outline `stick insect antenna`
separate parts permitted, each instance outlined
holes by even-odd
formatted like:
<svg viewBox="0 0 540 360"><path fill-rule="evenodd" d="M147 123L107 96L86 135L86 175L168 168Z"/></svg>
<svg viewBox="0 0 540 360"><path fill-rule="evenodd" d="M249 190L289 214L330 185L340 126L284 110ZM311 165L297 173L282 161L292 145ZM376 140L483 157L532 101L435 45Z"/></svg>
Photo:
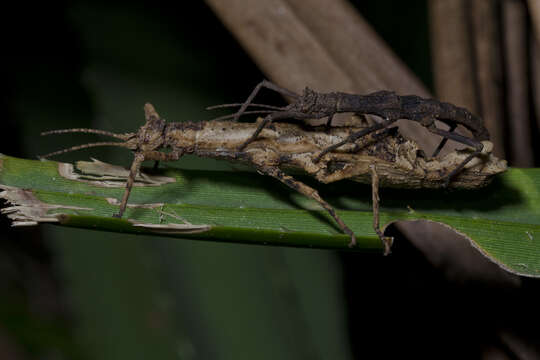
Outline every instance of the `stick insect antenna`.
<svg viewBox="0 0 540 360"><path fill-rule="evenodd" d="M244 111L242 113L242 115L244 114L270 114L270 113L275 113L275 111L273 110L253 110L253 111ZM218 118L215 118L215 119L212 119L212 121L220 121L220 120L227 120L227 119L232 119L234 117L236 117L237 114L230 114L230 115L224 115L224 116L220 116Z"/></svg>
<svg viewBox="0 0 540 360"><path fill-rule="evenodd" d="M231 107L237 107L237 106L242 106L242 105L244 105L244 103L220 104L220 105L208 106L206 110L231 108ZM283 110L283 107L281 106L272 106L272 105L266 105L266 104L249 104L249 106L260 107L263 109Z"/></svg>
<svg viewBox="0 0 540 360"><path fill-rule="evenodd" d="M67 134L67 133L75 133L75 132L111 136L111 137L121 139L121 140L126 140L129 136L132 135L132 134L115 134L115 133L110 132L110 131L97 130L97 129L74 128L74 129L60 129L60 130L44 131L44 132L41 133L41 136L52 135L52 134Z"/></svg>
<svg viewBox="0 0 540 360"><path fill-rule="evenodd" d="M55 152L52 152L52 153L49 153L49 154L41 155L41 156L39 156L39 158L40 158L40 159L46 159L46 158L51 157L51 156L60 155L60 154L65 154L65 153L67 153L67 152L76 151L76 150L80 150L80 149L86 149L86 148L91 148L91 147L98 147L98 146L119 146L119 147L128 147L128 144L127 144L127 143L114 142L114 141L96 142L96 143L90 143L90 144L84 144L84 145L72 146L72 147L67 148L67 149L58 150L58 151L55 151Z"/></svg>

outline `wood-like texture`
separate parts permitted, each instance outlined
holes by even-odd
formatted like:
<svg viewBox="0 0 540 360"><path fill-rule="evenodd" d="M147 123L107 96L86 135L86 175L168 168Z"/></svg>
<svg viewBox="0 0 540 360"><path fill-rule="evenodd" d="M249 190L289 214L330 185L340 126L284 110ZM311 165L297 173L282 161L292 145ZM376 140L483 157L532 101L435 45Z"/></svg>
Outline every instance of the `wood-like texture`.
____
**Description of the task**
Hand back the data exactly as it appears, with all pictures cut.

**Task result**
outline `stick insect antenna`
separate parts permitted, each instance outlined
holes by even-odd
formatted like:
<svg viewBox="0 0 540 360"><path fill-rule="evenodd" d="M147 123L107 96L86 135L86 175L168 168Z"/></svg>
<svg viewBox="0 0 540 360"><path fill-rule="evenodd" d="M249 190L289 214L330 185L340 126L284 110ZM311 165L297 173L282 161L292 145ZM376 140L483 157L532 101L435 45Z"/></svg>
Photo:
Outline every instance of the `stick insect antenna`.
<svg viewBox="0 0 540 360"><path fill-rule="evenodd" d="M244 111L242 113L242 115L244 114L270 114L270 113L275 113L275 111L273 110L253 110L253 111ZM218 118L215 118L215 119L212 119L212 121L220 121L220 120L227 120L227 119L232 119L234 117L236 117L237 114L230 114L230 115L224 115L224 116L220 116Z"/></svg>
<svg viewBox="0 0 540 360"><path fill-rule="evenodd" d="M231 107L237 107L237 106L242 106L242 105L244 105L244 103L220 104L220 105L208 106L206 110L231 108ZM283 110L283 107L281 106L272 106L272 105L266 105L266 104L249 104L249 106L260 107L263 109Z"/></svg>
<svg viewBox="0 0 540 360"><path fill-rule="evenodd" d="M67 134L67 133L75 133L75 132L111 136L111 137L121 139L121 140L126 140L129 136L132 135L132 134L115 134L115 133L110 132L110 131L97 130L97 129L74 128L74 129L60 129L60 130L44 131L44 132L41 133L41 136L52 135L52 134Z"/></svg>
<svg viewBox="0 0 540 360"><path fill-rule="evenodd" d="M55 152L52 152L52 153L49 153L49 154L41 155L41 156L39 156L39 158L40 158L40 159L46 159L46 158L51 157L51 156L60 155L60 154L65 154L65 153L67 153L67 152L76 151L76 150L80 150L80 149L86 149L86 148L91 148L91 147L98 147L98 146L119 146L119 147L128 147L128 144L127 144L127 143L114 142L114 141L96 142L96 143L90 143L90 144L84 144L84 145L72 146L72 147L67 148L67 149L58 150L58 151L55 151Z"/></svg>

outline `wood-like texture`
separate parts permitted, each instance outlined
holes by even-odd
formatted like:
<svg viewBox="0 0 540 360"><path fill-rule="evenodd" d="M147 123L107 96L86 135L86 175L168 168Z"/></svg>
<svg viewBox="0 0 540 360"><path fill-rule="evenodd" d="M249 190L289 214L330 185L340 126L284 110ZM311 165L297 173L282 161L292 145ZM376 140L483 157L532 101L435 45Z"/></svg>
Outline every instance of the `wood-like texture`.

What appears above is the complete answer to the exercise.